**Extrait**:
+ + +

Il y a tout juste dix ans que la faillite de Lehman Brothers est intervenue ! Ce fut le 15 septembre 2008 que ce plus gros drame de la crise financière américaine se produisit, plusieurs décennies après la chute de Wall Street en 1929.
Les médias occidentaux, presse écrite et télévisée, ont tenu à marquer ce malheureux anniversaire, qui a enclenché une crise financière sans égal au niveau mondial, puis se transformant en une crise économique durable.
Toutefois, de façon unanime, tout en reconnaissant la pertinence du renforcement réglementaire des systèmes bancaires et des produits financiers pour éviter qu’une telle crise ne se reproduise, ils dénoncent la persistance de déséquilibres au niveau du système financier mondial.
En effet, nombre d’économistes et spécialistes de la finance attestent, 10 après cette crise dévastatrice, et malgré que les États et les banques centrales aient lutté vigoureusement pour en atténuer les conséquences, de la précarité du système financier mondiale actuel.
Certes, depuis la crise de 2008, de très importants efforts ont été réalisés, sous la pression des autorités prudentielles, pour étayer les fonds propres des banques qui ont atteint quelque 1.500 milliards de dollars au total, renforçant de fait le système financier international. Mais, dans la pratique, tout en solutionnant les conséquences de la crise financière de 2008, on a omis sa principale cause, le surendettement.
Mêmes causes, mêmes effets !
Tous rappellent que le surendettement qui avait été à l’origine de cette crise perdure, faisant peser les risques qui lui sont associés sur l’économie mondiale.
C’est ainsi qu’en 2001, la dette publique privée ne représentait que 61 % du PIB, en 2007 elle était à 116 % et aujourd’hui, selon le FMI elle en pèse 225 %. En milliards de dollars, elle a plus que doublé passant de 143.000 d’actifs en 2003 à 340.000, en 2016.
Certes, les banques centrales ont contribué par leurs achats d’actifs dans le cadre de leur politique de rachats des dettes à en soulager le poids pour les porteurs publics et privés.
Par exemple, la Banque Centrale Européenne (BCE), a vu son bilan passer de 1.000 à plus de 4.500 milliards d’euros sur cette période.
Mais les États n’ont pas été en reste avec des dépassements de déficits publics importants.
Le FMI encourageait ceux-ci à une politique expansive pour éviter que la dépression ne s’aggrave, courant le risque les voir gonfler massivement leurs déficits et leur endettement.
En 2009, les insuffisances budgétaires approchaient 9 % du PIB dans les pays avancés, soit sept fois plus qu’en 2007, alors qu’en novembre 2008, la Chine a lancé un plan de relance de plus de 500 milliards de dollars, financé en grande partie par la dette.
Par ailleurs, pour faire face à la crise, il a fallu relancer la demande et donc faciliter le recours au crédit.
En fait, soigner le mal par le mal, c’est un peu ce que l’économie mondiale a fait depuis la chute de la maison des frères Lehman.

+ + +

**Données enregistrées**:
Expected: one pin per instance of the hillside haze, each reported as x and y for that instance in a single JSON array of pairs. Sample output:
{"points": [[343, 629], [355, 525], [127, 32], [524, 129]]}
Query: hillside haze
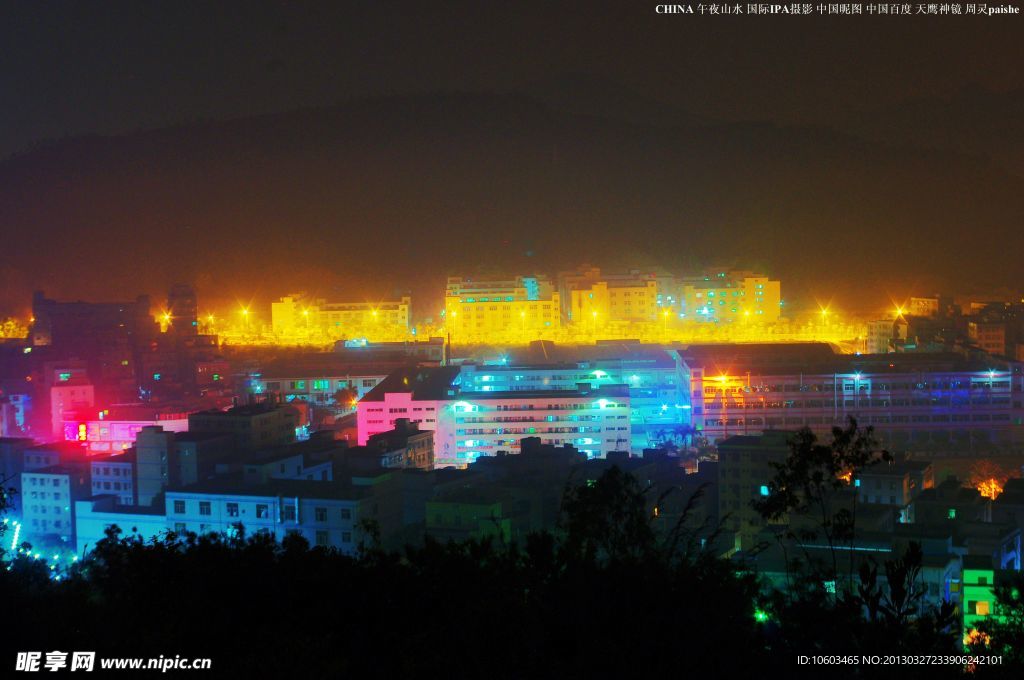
{"points": [[375, 197]]}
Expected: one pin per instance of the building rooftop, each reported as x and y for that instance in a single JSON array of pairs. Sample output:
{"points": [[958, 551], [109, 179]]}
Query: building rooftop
{"points": [[425, 383], [110, 503], [817, 358]]}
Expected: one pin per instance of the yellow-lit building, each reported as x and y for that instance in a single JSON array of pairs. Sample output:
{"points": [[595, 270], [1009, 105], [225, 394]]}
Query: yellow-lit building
{"points": [[296, 315], [732, 296], [614, 302], [524, 305], [633, 296]]}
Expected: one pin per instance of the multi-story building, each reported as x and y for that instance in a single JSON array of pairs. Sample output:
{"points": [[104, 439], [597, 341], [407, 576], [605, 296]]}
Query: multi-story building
{"points": [[166, 458], [523, 306], [989, 336], [594, 419], [11, 467], [588, 295], [290, 384], [895, 484], [182, 310], [659, 397], [296, 315], [93, 516], [883, 333], [919, 400], [404, 447], [732, 296], [326, 513], [743, 474], [110, 336], [115, 475], [923, 306], [415, 392], [48, 503], [115, 429], [70, 390]]}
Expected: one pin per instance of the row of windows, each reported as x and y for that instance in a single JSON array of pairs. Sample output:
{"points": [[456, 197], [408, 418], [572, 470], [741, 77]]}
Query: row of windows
{"points": [[740, 402], [881, 420], [262, 510]]}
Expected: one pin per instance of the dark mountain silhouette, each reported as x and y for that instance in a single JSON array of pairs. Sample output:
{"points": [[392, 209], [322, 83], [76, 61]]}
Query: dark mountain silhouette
{"points": [[975, 121], [394, 193]]}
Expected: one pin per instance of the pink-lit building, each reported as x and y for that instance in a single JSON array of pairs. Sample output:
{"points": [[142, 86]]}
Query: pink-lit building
{"points": [[112, 430]]}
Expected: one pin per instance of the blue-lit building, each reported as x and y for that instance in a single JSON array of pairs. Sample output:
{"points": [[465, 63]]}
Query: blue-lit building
{"points": [[654, 379], [921, 401]]}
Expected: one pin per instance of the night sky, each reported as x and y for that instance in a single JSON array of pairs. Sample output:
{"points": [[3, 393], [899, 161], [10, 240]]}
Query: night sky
{"points": [[432, 137]]}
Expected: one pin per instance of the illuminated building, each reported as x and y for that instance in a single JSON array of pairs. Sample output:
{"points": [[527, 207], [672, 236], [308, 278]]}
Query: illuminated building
{"points": [[49, 495], [14, 412], [628, 297], [94, 515], [465, 513], [916, 400], [882, 333], [326, 513], [290, 383], [659, 401], [295, 315], [979, 591], [743, 472], [115, 475], [523, 306], [595, 420], [182, 310], [109, 335], [896, 484], [988, 336], [418, 393], [614, 303], [251, 426], [732, 296], [114, 429], [404, 447], [167, 458], [923, 306], [12, 464], [430, 350], [70, 390]]}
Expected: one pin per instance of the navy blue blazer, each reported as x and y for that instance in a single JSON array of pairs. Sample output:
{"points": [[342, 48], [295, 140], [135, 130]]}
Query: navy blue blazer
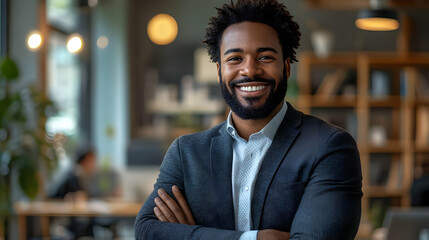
{"points": [[309, 184]]}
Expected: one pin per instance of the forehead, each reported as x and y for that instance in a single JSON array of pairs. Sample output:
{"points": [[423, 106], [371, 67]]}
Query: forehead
{"points": [[249, 36]]}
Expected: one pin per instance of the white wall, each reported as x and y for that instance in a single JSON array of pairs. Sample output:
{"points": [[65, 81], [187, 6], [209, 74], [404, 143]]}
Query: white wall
{"points": [[110, 78]]}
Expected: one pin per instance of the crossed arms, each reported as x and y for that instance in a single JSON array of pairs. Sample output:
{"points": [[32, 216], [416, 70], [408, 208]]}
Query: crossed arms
{"points": [[328, 207]]}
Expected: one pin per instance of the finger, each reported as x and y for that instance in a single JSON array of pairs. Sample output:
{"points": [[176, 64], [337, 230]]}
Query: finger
{"points": [[159, 215], [184, 205], [165, 210], [173, 206]]}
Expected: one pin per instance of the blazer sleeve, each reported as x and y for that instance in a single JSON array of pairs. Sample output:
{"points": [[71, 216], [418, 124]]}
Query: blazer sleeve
{"points": [[147, 225], [331, 204]]}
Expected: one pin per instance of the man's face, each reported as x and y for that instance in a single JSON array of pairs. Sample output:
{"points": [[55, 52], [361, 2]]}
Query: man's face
{"points": [[252, 73]]}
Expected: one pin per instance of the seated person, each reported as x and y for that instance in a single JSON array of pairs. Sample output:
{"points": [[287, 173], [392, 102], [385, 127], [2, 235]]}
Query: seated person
{"points": [[76, 185]]}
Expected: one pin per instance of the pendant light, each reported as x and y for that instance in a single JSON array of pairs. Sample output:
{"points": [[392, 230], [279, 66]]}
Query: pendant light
{"points": [[378, 17]]}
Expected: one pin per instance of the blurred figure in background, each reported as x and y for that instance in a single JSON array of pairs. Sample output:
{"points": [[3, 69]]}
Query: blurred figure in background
{"points": [[420, 187], [86, 182], [76, 185]]}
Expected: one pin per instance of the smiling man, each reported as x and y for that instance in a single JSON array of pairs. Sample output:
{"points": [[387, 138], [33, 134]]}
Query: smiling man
{"points": [[268, 171]]}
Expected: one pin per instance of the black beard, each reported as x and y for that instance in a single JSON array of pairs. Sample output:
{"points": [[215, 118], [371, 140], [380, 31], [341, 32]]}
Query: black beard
{"points": [[251, 112]]}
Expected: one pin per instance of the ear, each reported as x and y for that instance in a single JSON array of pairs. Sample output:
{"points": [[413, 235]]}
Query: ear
{"points": [[218, 73], [287, 67]]}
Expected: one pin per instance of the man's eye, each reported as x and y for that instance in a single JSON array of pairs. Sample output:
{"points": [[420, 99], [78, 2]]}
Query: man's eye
{"points": [[233, 59], [266, 58]]}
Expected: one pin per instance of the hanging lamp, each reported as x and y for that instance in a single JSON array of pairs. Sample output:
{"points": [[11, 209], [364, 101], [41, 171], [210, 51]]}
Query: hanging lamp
{"points": [[378, 17]]}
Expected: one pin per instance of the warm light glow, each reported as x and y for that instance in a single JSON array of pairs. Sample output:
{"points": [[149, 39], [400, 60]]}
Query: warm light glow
{"points": [[162, 29], [92, 3], [102, 42], [377, 24], [75, 43], [34, 40]]}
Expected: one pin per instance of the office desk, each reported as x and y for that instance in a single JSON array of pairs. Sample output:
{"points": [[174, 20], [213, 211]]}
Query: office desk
{"points": [[46, 209]]}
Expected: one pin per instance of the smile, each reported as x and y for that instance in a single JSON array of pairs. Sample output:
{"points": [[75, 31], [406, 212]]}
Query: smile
{"points": [[252, 88]]}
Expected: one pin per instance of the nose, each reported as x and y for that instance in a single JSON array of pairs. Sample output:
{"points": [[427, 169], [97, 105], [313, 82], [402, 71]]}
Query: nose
{"points": [[251, 68]]}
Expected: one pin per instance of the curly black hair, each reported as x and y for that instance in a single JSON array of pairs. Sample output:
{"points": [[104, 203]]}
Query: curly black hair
{"points": [[269, 12]]}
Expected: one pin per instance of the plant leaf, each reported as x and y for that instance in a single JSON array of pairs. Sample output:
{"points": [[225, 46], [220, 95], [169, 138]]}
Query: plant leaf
{"points": [[28, 181], [9, 69]]}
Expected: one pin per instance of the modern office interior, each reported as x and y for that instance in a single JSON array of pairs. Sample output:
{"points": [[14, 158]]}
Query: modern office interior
{"points": [[124, 78]]}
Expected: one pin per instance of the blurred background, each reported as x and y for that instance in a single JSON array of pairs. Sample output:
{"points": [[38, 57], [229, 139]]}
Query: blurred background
{"points": [[121, 79]]}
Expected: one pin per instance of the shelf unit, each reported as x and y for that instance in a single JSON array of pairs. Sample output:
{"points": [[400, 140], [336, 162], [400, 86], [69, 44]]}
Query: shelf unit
{"points": [[383, 97]]}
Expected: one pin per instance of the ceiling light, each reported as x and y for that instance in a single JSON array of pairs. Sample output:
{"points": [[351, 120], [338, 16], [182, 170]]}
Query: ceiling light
{"points": [[34, 40], [75, 43], [162, 29], [377, 18]]}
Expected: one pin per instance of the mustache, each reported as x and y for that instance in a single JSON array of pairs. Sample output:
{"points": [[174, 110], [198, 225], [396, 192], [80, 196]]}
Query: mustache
{"points": [[233, 83]]}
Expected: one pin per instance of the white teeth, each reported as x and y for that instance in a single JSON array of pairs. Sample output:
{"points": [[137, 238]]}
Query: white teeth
{"points": [[252, 88]]}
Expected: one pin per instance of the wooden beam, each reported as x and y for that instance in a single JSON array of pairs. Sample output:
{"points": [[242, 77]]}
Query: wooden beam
{"points": [[361, 4]]}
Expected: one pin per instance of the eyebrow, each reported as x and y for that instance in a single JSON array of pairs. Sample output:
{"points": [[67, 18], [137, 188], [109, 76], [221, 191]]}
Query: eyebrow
{"points": [[233, 50], [265, 49], [259, 50]]}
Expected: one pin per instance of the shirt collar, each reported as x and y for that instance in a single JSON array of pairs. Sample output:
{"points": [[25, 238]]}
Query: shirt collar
{"points": [[269, 130]]}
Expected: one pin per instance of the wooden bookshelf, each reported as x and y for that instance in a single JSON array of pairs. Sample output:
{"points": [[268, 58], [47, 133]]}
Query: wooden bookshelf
{"points": [[396, 112]]}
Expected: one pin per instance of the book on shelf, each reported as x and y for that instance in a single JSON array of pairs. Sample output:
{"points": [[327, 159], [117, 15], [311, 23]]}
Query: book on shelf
{"points": [[331, 83], [422, 85], [394, 179], [422, 126]]}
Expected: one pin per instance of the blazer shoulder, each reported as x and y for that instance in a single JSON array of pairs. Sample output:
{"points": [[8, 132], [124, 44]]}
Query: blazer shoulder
{"points": [[324, 129], [203, 136]]}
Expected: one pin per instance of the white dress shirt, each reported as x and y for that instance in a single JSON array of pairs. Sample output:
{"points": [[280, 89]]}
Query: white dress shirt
{"points": [[247, 159]]}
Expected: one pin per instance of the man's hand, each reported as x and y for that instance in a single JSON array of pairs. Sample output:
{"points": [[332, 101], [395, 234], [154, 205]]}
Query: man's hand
{"points": [[271, 234], [167, 210]]}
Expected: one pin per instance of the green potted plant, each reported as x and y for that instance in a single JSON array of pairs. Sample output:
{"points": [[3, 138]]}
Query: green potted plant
{"points": [[25, 147]]}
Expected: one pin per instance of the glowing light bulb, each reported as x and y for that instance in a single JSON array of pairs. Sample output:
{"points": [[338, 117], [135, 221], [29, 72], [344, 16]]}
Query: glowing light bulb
{"points": [[34, 40], [162, 29], [102, 42]]}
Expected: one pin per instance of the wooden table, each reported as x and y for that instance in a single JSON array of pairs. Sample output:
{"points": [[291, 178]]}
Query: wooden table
{"points": [[46, 209]]}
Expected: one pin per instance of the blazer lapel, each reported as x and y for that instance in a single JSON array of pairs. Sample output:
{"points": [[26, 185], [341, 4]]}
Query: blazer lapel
{"points": [[221, 171], [275, 155]]}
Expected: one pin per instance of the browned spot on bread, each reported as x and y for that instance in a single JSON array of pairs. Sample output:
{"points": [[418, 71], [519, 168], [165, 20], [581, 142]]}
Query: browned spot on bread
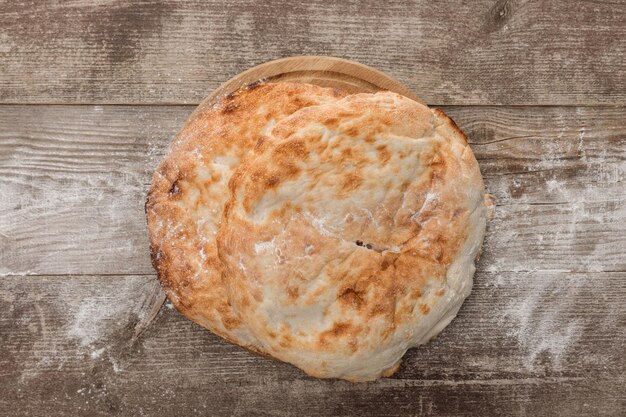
{"points": [[388, 260], [272, 181], [415, 294], [350, 182], [293, 293], [339, 329], [291, 149], [230, 107], [174, 189], [352, 297], [254, 85], [383, 154], [260, 143]]}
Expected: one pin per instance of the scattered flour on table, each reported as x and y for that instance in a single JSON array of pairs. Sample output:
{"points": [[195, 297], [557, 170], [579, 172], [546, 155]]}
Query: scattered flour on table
{"points": [[543, 312]]}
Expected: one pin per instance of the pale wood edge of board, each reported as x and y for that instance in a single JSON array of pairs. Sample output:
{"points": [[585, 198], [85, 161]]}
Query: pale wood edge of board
{"points": [[325, 71]]}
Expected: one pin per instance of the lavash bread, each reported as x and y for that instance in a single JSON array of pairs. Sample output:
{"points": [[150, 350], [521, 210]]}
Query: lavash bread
{"points": [[190, 188], [346, 236], [351, 234]]}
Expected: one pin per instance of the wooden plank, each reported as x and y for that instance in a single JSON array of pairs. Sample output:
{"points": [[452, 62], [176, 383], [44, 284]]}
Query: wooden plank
{"points": [[73, 181], [543, 343], [454, 52]]}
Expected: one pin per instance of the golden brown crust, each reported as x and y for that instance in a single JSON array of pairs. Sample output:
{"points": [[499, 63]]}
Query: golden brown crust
{"points": [[348, 236], [189, 189], [351, 233]]}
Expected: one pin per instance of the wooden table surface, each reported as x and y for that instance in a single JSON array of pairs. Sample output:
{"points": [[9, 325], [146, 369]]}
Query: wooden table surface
{"points": [[92, 92]]}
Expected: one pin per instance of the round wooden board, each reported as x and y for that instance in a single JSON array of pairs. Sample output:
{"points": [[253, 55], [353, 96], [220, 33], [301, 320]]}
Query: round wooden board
{"points": [[324, 71]]}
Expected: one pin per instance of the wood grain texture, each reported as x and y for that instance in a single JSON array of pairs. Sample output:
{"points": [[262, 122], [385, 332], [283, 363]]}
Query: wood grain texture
{"points": [[455, 52], [74, 353], [73, 181], [324, 71]]}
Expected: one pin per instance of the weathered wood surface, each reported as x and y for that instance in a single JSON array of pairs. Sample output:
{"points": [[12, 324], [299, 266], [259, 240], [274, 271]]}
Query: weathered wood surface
{"points": [[541, 343], [542, 333], [544, 330], [73, 181], [453, 52]]}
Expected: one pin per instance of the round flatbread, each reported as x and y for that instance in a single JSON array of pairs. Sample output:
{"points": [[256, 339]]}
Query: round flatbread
{"points": [[351, 234], [189, 190]]}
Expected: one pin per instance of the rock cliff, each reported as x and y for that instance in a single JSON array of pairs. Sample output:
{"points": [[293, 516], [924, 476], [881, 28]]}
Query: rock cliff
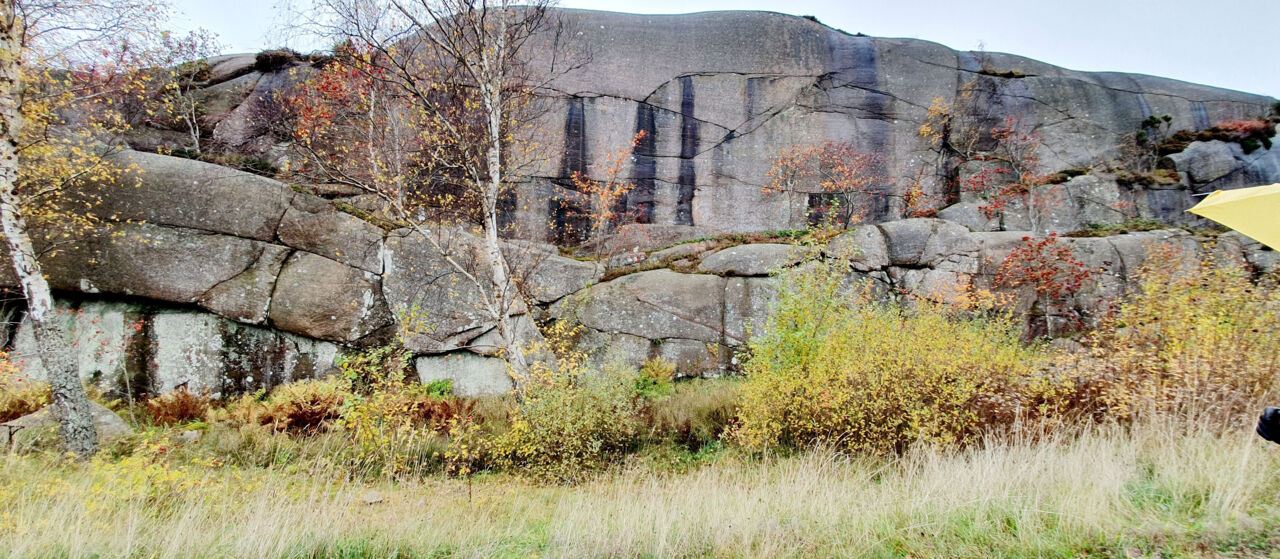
{"points": [[232, 282]]}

+ + +

**Exercice 1**: Recopiez fidèlement un passage de l'extrait sur la faillite de Lehman Brothers. Commencez aux mots « Il y a tout » et arrêtez-vous après « système financier mondial. ».
**Exercice 2**:
Indiquez si chacune des affirmations suivantes concorde avec l'extrait sur la faillite de Lehman Brothers. Répondez par oui ou par non, en citant exactement les mots de l'extrait qui tranchent la question.
(a) La faillite de Lehman Brothers s'est produite le 15 septembre 2008.
(b) Le bilan de la Banque Centrale Européenne est passé de 1.000 à moins de 4.000 milliards d'euros.
(c) Le plan de relance lancé par la Chine en novembre 2008 a été financé en grande partie par l'impôt.
**Exercice 3**: Dressez la liste de toutes les années citées dans l'extrait sur la faillite de Lehman Brothers, en mentionnant chacune une seule fois.

**Réponse écrite 1**:
Il y a tout juste dix ans que la faillite de Lehman Brothers est intervenue ! Ce fut le 15 septembre 2008 que ce plus gros drame de la crise financière américaine se produisit, plusieurs décennies après la chute de Wall Street en 1929.
Les médias occidentaux, presse écrite et télévisée, ont tenu à marquer ce malheureux anniversaire, qui a enclenché une crise financière sans égal au niveau mondial, puis se transformant en une crise économique durable.
Toutefois, de façon unanime, tout en reconnaissant la pertinence du renforcement réglementaire des systèmes bancaires et des produits financiers pour éviter qu’une telle crise ne se reproduise, ils dénoncent la persistance de déséquilibres au niveau du système financier mondial.

**Réponse écrite 2**:
(a) Oui : « Ce fut le 15 septembre 2008 que ce plus gros drame de la crise financière américaine se produisit ».
(b) Non : « passer de 1.000 à plus de 4.500 milliards d’euros ».
(c) Non : « financé en grande partie par la dette ».

**Réponse écrite 3**: 1929, 2001, 2003, 2007, 2008, 2009, 2016